#### Task details:
Please give all of the data again, character for character, and drop the pictures.

#### Exercise material:

····················

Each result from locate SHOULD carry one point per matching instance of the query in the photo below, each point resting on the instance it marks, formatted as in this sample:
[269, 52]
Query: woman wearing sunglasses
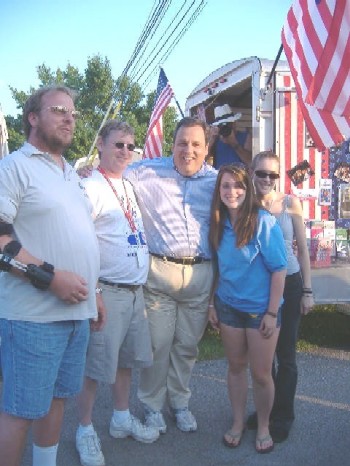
[298, 298]
[247, 295]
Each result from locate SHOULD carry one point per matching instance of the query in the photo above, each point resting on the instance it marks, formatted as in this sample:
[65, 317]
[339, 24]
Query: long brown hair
[247, 214]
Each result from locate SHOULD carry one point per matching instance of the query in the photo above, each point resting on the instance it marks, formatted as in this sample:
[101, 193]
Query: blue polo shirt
[245, 273]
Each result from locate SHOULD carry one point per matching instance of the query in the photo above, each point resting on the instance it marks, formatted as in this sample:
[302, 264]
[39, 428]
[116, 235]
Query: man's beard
[54, 143]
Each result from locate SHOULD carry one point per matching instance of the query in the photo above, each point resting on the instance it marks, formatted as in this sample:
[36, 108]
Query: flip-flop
[235, 439]
[261, 441]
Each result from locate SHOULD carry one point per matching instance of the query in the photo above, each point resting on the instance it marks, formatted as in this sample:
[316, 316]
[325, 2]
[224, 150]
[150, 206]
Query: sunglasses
[62, 110]
[262, 174]
[121, 145]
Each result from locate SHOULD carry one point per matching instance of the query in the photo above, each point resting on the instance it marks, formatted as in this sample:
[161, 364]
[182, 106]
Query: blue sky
[58, 32]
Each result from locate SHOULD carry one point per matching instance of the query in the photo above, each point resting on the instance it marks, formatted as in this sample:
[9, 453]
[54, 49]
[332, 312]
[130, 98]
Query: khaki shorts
[125, 339]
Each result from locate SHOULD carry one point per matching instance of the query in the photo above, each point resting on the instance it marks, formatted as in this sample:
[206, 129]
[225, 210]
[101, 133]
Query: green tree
[95, 89]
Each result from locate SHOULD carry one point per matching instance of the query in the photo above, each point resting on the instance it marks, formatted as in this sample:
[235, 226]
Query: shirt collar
[205, 168]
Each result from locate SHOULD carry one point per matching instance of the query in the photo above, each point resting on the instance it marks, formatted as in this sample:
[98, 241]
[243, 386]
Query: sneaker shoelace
[92, 444]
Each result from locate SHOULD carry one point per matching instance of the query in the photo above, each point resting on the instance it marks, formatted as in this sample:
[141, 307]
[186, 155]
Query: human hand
[98, 323]
[85, 171]
[69, 287]
[267, 326]
[213, 318]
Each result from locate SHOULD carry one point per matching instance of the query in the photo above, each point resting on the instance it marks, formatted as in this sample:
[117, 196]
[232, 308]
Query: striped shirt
[175, 209]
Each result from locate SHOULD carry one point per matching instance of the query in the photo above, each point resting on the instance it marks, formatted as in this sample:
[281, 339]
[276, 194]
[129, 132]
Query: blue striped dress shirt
[175, 208]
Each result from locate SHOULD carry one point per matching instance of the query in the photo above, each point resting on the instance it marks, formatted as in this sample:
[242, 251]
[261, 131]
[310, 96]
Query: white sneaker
[89, 449]
[185, 420]
[134, 428]
[155, 419]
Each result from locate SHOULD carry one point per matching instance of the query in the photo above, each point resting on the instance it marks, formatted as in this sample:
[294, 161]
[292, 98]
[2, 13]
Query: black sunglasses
[121, 145]
[262, 174]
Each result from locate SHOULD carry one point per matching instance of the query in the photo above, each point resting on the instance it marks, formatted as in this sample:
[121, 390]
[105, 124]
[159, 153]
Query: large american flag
[154, 137]
[316, 41]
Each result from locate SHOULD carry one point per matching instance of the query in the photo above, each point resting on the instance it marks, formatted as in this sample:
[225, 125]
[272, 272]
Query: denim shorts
[232, 317]
[41, 361]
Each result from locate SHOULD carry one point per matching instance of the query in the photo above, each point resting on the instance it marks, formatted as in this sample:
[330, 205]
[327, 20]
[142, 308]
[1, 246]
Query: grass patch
[324, 327]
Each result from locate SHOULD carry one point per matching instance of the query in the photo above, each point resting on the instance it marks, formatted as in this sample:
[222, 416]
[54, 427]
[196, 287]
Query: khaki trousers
[176, 299]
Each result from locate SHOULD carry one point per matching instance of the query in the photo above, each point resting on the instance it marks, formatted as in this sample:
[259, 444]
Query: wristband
[5, 263]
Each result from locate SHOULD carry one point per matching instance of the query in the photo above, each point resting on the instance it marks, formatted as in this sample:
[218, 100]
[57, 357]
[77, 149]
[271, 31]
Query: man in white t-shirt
[124, 342]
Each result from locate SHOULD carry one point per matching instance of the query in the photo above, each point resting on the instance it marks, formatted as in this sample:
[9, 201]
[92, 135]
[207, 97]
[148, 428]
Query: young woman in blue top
[247, 295]
[298, 297]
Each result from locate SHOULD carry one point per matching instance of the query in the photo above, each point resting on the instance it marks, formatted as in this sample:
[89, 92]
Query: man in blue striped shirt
[174, 195]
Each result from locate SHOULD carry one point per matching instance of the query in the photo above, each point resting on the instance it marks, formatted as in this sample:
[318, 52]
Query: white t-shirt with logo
[123, 252]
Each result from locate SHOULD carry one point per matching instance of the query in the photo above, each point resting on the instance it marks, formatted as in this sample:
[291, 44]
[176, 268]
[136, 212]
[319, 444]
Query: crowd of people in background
[124, 267]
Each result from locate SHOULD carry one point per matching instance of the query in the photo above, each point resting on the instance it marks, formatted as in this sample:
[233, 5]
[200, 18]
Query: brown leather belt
[182, 260]
[120, 285]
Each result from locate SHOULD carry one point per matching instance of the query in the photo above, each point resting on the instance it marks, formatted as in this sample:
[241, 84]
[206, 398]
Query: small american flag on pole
[316, 41]
[154, 136]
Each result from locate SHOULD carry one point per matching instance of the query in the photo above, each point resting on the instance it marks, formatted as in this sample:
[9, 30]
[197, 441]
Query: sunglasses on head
[262, 174]
[121, 145]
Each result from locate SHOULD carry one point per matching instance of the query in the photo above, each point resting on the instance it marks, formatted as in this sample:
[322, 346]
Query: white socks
[44, 456]
[121, 416]
[85, 429]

····················

#### Response:
Each result from locate SHOULD carry one point per matching instance of the query in the photo below, each point resting on the instance it marks, formatted as in this sample:
[269, 52]
Query: woman wearing sunglasses
[298, 298]
[247, 295]
Each result from locate SHOULD carry one point per matching instance of the query in the photo above, each point resting on the instance it marks, formatted as in this sample:
[65, 317]
[339, 24]
Query: long brown hair
[247, 214]
Each result from locate SHOULD carry one point per matching instance of the query in the photo above, each point resting on the instance it marks, formatted as in this sample:
[101, 193]
Query: blue polo shirt
[245, 273]
Each result from locate SHOULD carry one point per matching instance of the query in the photo above, each point resting on the instance it marks, formatted as in this sample:
[302, 264]
[39, 428]
[116, 235]
Query: man's beard
[54, 143]
Each result from locate SHOULD carry one point per matching instance of the query in the photo above, each point resting on the instance it marks, formatted as in this sample:
[36, 108]
Query: flip-flop
[235, 439]
[261, 441]
Each result from locate SHOULD carry one point per matching instance of the query in the photo above, each point resting on the instance it marks, formatted as in this sample:
[316, 316]
[325, 2]
[224, 150]
[150, 206]
Query: sunglasses
[62, 110]
[262, 174]
[121, 145]
Each result from locate SHOULD carry one point per matching instance of the query in the photo above, each point resting on the instance it marks, formatted as in this sample:
[161, 364]
[182, 106]
Query: blue sky
[58, 32]
Each result from locate SHOULD carry one point per matching instance of the query in the photo above, each point resting on the instance it marks, formatted as in this sample:
[9, 453]
[54, 49]
[332, 312]
[130, 98]
Query: khaki shorts
[125, 339]
Each result from locate SHOULD carry one point per matching instance of the query in the photo above, each point resting on the instance it marks, formatted as in this sample:
[206, 129]
[225, 210]
[101, 133]
Query: green tree
[95, 89]
Each result from locate SHOULD carry one point per matching instance of the query in the photo above, each point resting on the instance it marks, formatted as in this sample:
[235, 226]
Query: shirt collar
[205, 168]
Each result from locate SHOULD carry one point per matching instance of the query in the photo above, each point resting on the instance it marks, formatted as in this sample:
[98, 241]
[243, 386]
Query: sneaker shoelace
[92, 444]
Each result from locate SHOULD carry one point per matching instance of the query in the photo above, each point resting on the instance it marks, formatted as in this sample:
[141, 307]
[186, 155]
Query: human hand
[98, 323]
[85, 171]
[69, 287]
[267, 326]
[213, 318]
Each result from locate SHOULD carry one point per matching instance of the query in the photo above, each point resting on the instance it marks, formatted as in this sample:
[117, 196]
[232, 308]
Query: striped shirt
[175, 209]
Each result from locate SHOULD carry one point per matching instance of the query in the photo above, each point resting on the instance it marks, formatted as in this sample:
[281, 339]
[276, 194]
[129, 132]
Query: blue striped dress shirt
[175, 208]
Each result from locate SHOULD carry one point per matching instance of the query in the photo above, each point resting on the instance it marks, formatted as in this sample:
[242, 251]
[261, 131]
[310, 96]
Query: white sneaker
[89, 449]
[185, 420]
[134, 428]
[155, 419]
Each result from locate SHOULD carry one point per matching instance of the query in the photo above, each point resting on the instance it marks, formatted as in this sample:
[294, 161]
[292, 98]
[2, 13]
Query: black sunglasses
[121, 145]
[262, 174]
Each result from locate SHOULD carry one point per matching instance of the query in the photo above, each point resting on the instance it marks, formatted as in this sample:
[121, 390]
[105, 124]
[159, 153]
Query: large american flag
[154, 137]
[316, 41]
Each result from locate SHOULD carry one point per matching instance of the query in the photo above, each point resting on the instance it marks, formatted as in this sample:
[225, 125]
[272, 272]
Query: denim shorts
[232, 317]
[41, 361]
Each result from locate SHOULD carry one point per matching instance of the query in the photo above, each point resting on the instance it marks, formatted as in this sample:
[330, 205]
[327, 20]
[142, 308]
[1, 246]
Query: grass patch
[324, 327]
Each result from locate SHOULD carry one point per matching instance of the query in the photo above, each point resting on the instance it marks, formatted as in this sample:
[222, 416]
[54, 427]
[196, 287]
Query: khaki trousers
[176, 299]
Each result from locate SHOULD carry one point per matching instance of the query in the photo above, each point resting on the instance it marks, formatted as in this sample:
[259, 444]
Query: wristband
[5, 263]
Each result from locate SHOULD carry one point per matching instance of the query in the photo above, each point resting on the instance it marks, formatted as in this sample:
[218, 100]
[57, 357]
[77, 149]
[271, 31]
Query: man in white t-shirt
[124, 342]
Each result from locate SHOULD carry one point per matching instance of the query in the photo above, each point resting on the instance it marks, formatted as in this sample:
[9, 201]
[92, 135]
[207, 97]
[148, 428]
Query: young woman in blue top
[247, 295]
[298, 297]
Each result from locate SHOULD carry one point per matching instance of the query in the photo above, each point resting on the instance it marks, formatted as in this sample:
[89, 92]
Query: man in blue striped shirt
[174, 195]
Each result from locate SHOULD carry one point per matching instance of the query in the photo above, each point resting on the instance it marks, formatted as in this sample:
[318, 52]
Query: white t-shirt with logo
[123, 252]
Each result from locate SHOULD carry one point per matching instance of the query in the photo above, each point resting on the instance it marks, formatted as in this sample:
[291, 44]
[176, 268]
[136, 212]
[319, 444]
Query: crowd of people in background
[124, 267]
Each result from locate SHOULD carry one point per matching instance of the query in the photo above, each point resting on the instance it marks, formatted as in this sample:
[233, 5]
[200, 18]
Query: brown leather belt
[182, 260]
[120, 285]
Each result from locate SHOULD carry one point per matching instance of the query in the photo above, each point resting on the instance it marks, formatted as in this sample:
[241, 84]
[206, 398]
Query: small american flag on pole
[316, 41]
[154, 136]
Each result from locate SHOULD carry one point per matching instance of the query in the photo above, each point resting on the instance it marks, formatted as in this sample:
[9, 30]
[197, 441]
Query: sunglasses on head
[262, 174]
[121, 145]
Each result from locate SHOULD carry one point per matching instance of the query in the photo above, each point resting on the instance it marks, formatted as in this sample:
[322, 346]
Query: white socks
[44, 456]
[121, 416]
[85, 429]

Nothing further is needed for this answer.